Search the entries below for the line containing "Target: coastline"; from there to the end, return every line exactly and add nothing.
── Records shown ──
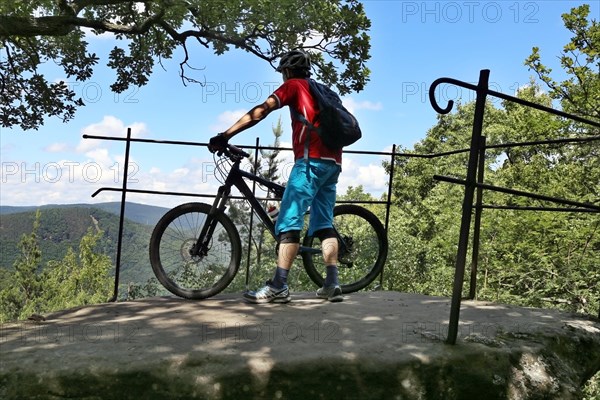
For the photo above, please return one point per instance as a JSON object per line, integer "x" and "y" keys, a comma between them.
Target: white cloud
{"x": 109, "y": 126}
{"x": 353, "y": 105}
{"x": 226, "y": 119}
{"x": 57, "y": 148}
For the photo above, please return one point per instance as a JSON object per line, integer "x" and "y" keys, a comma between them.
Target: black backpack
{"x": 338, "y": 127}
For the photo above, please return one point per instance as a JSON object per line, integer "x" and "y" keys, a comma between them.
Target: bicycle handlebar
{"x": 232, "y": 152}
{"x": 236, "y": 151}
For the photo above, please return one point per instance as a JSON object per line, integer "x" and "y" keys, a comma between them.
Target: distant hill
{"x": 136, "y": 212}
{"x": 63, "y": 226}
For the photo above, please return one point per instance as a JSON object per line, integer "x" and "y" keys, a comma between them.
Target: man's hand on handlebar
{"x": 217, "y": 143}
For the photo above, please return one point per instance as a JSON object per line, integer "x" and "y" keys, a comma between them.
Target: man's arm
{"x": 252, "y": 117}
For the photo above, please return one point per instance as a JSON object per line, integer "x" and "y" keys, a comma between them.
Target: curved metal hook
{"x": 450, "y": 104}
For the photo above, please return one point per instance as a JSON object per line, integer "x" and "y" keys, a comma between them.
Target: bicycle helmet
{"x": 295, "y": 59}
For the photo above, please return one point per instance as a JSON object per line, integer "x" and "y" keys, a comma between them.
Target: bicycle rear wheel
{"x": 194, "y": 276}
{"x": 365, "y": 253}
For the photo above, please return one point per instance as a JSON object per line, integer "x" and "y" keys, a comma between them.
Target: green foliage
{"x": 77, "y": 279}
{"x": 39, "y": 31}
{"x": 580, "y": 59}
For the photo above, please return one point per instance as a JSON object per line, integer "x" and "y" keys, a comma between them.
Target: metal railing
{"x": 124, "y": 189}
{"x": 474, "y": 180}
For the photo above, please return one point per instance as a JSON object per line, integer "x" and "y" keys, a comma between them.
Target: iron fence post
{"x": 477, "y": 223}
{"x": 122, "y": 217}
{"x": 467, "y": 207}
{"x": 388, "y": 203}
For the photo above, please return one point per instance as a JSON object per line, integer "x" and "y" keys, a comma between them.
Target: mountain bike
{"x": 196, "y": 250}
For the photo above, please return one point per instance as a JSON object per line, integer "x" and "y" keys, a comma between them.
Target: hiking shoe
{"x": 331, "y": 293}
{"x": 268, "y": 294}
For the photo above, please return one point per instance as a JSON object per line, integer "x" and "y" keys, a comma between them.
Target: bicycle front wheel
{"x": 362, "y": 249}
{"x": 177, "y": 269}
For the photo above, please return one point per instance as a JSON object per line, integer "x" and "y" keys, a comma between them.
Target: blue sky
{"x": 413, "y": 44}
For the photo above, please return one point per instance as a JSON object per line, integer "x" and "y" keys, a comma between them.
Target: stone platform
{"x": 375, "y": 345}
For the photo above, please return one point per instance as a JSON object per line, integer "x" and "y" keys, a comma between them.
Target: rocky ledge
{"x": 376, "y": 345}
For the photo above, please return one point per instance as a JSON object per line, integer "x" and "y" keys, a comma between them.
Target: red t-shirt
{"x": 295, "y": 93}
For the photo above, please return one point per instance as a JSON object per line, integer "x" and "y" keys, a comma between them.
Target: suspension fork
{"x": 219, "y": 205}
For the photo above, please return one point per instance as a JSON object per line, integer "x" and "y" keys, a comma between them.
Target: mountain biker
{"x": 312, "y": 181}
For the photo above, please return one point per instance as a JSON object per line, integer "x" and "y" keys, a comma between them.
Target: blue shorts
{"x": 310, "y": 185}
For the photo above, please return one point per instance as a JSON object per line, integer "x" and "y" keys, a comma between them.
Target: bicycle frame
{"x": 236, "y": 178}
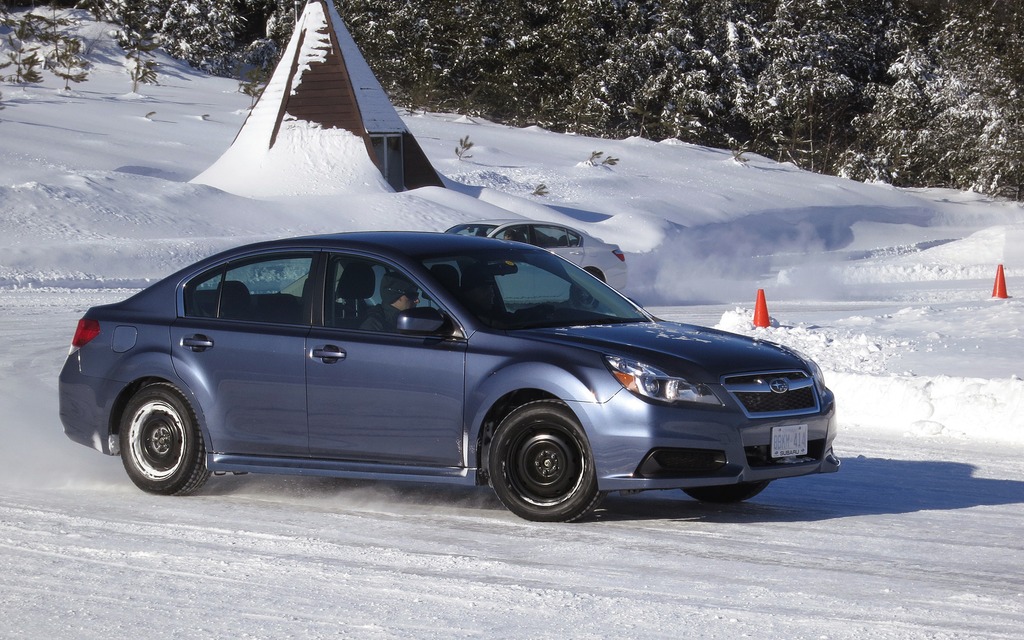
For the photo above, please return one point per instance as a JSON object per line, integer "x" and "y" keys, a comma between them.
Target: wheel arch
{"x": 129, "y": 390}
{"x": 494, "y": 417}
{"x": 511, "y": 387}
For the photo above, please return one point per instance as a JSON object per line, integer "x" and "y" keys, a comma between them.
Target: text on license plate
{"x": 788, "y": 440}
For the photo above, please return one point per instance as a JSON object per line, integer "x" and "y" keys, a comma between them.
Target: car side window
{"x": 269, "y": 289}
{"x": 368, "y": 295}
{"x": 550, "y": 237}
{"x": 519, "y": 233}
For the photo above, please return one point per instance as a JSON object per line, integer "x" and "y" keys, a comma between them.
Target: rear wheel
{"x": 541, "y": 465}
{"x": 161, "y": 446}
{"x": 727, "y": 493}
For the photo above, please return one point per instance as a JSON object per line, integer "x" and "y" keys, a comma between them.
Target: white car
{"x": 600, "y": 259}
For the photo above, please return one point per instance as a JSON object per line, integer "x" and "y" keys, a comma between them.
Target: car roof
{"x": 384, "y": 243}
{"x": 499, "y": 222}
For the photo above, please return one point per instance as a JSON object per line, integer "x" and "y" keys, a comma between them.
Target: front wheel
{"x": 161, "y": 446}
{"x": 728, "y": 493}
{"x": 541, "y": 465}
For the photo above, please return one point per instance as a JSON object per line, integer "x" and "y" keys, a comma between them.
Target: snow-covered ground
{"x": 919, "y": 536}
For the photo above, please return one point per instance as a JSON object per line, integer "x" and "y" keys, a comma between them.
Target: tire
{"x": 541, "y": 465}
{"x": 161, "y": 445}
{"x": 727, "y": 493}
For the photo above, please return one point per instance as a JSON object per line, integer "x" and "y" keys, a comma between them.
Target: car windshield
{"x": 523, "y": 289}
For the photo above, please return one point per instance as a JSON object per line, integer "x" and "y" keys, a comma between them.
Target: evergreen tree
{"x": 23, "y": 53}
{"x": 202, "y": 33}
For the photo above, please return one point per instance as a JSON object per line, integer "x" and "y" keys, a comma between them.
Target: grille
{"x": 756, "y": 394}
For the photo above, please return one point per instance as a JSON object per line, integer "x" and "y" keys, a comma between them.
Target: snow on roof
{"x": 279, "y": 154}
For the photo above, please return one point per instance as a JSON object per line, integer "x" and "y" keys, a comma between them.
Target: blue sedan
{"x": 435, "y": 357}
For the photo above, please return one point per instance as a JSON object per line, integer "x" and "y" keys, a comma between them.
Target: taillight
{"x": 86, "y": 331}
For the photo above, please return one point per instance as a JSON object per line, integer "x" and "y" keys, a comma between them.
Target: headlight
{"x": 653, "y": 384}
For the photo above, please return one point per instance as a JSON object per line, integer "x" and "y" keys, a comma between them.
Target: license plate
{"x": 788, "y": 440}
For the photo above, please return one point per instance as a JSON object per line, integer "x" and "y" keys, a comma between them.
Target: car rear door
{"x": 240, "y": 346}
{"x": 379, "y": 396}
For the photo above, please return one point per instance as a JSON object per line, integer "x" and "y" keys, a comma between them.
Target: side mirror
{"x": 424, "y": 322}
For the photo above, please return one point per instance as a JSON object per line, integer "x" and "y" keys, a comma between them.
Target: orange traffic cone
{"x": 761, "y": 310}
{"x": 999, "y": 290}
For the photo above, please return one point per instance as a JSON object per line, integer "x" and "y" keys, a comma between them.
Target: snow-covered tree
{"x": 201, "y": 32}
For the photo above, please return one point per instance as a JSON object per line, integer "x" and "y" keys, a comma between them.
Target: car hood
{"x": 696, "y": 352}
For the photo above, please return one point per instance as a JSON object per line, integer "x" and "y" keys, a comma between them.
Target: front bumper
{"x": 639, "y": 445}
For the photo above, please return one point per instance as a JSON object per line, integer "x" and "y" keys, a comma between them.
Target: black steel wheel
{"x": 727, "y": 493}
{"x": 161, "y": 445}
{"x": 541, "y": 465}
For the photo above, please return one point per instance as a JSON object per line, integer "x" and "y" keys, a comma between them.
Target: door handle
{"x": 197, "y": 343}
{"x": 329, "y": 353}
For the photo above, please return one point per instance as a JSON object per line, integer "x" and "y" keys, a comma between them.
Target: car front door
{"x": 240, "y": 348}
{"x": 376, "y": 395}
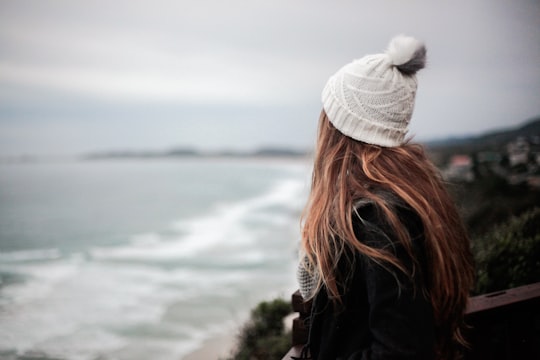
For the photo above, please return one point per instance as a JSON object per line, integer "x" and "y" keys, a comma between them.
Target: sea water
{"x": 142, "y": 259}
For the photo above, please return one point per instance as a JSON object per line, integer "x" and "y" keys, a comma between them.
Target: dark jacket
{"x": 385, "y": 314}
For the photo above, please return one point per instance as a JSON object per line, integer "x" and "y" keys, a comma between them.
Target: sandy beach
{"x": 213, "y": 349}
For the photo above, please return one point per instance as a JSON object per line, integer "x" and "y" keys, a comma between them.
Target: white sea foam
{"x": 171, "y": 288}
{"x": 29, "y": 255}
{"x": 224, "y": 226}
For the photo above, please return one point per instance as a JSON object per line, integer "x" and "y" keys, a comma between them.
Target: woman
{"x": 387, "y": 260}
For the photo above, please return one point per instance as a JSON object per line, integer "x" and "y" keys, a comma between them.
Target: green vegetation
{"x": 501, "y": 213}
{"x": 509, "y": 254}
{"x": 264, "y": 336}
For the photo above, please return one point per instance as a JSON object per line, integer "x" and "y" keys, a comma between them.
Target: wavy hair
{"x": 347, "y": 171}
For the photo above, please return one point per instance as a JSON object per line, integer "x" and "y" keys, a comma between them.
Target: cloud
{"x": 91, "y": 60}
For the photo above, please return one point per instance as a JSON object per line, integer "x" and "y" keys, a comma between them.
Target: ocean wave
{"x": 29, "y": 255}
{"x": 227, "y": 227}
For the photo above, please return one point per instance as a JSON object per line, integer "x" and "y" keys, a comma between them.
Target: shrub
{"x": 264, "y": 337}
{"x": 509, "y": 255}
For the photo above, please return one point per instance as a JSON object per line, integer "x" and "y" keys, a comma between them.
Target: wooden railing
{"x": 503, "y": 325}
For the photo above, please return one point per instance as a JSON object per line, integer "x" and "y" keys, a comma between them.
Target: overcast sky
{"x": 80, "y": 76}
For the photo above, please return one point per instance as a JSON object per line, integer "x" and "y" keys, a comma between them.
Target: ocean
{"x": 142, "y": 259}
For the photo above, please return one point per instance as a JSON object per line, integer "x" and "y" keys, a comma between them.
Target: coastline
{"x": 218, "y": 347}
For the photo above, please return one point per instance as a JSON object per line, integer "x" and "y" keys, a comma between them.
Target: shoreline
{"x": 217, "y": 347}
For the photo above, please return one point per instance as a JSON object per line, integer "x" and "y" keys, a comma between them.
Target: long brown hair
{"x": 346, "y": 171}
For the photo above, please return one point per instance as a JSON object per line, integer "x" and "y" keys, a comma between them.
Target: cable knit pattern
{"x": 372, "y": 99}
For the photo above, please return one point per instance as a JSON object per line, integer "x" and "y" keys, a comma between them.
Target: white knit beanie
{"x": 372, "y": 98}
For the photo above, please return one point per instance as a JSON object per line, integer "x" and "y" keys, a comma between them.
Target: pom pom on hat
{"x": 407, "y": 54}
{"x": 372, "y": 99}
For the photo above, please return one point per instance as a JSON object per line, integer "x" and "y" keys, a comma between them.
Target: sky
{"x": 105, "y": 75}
───
> **Written answer**
Target: coastline
{"x": 218, "y": 347}
For the photo above, please return one point per instance as a JSON object per line, integer "x" and "y" keys, a comma between them.
Target: shoreline
{"x": 217, "y": 347}
For the photo above, please return one point per instance as a JSON object per line, integer "x" and "y" keys, a comma between them.
Target: long brown hair
{"x": 346, "y": 171}
For the photo above, please return one point per instance as a JSON object per line, integer "x" and "y" keys, a comma between them.
Target: cable knit pattern
{"x": 372, "y": 99}
For the photo above, please return one point per instance as a JSON object per line, integer "x" and "y" keys, a comma between them.
Target: white knit beanie
{"x": 372, "y": 98}
For the photo above, please return one point per instance as a JSON object per line, integer "x" and "y" keys, a comma between them.
Target: pom pom on hat
{"x": 407, "y": 54}
{"x": 372, "y": 99}
For the photo above, please return one point per instance as a JSON object per line, integer "x" and "y" keys, a comma between them.
Target: sky
{"x": 105, "y": 75}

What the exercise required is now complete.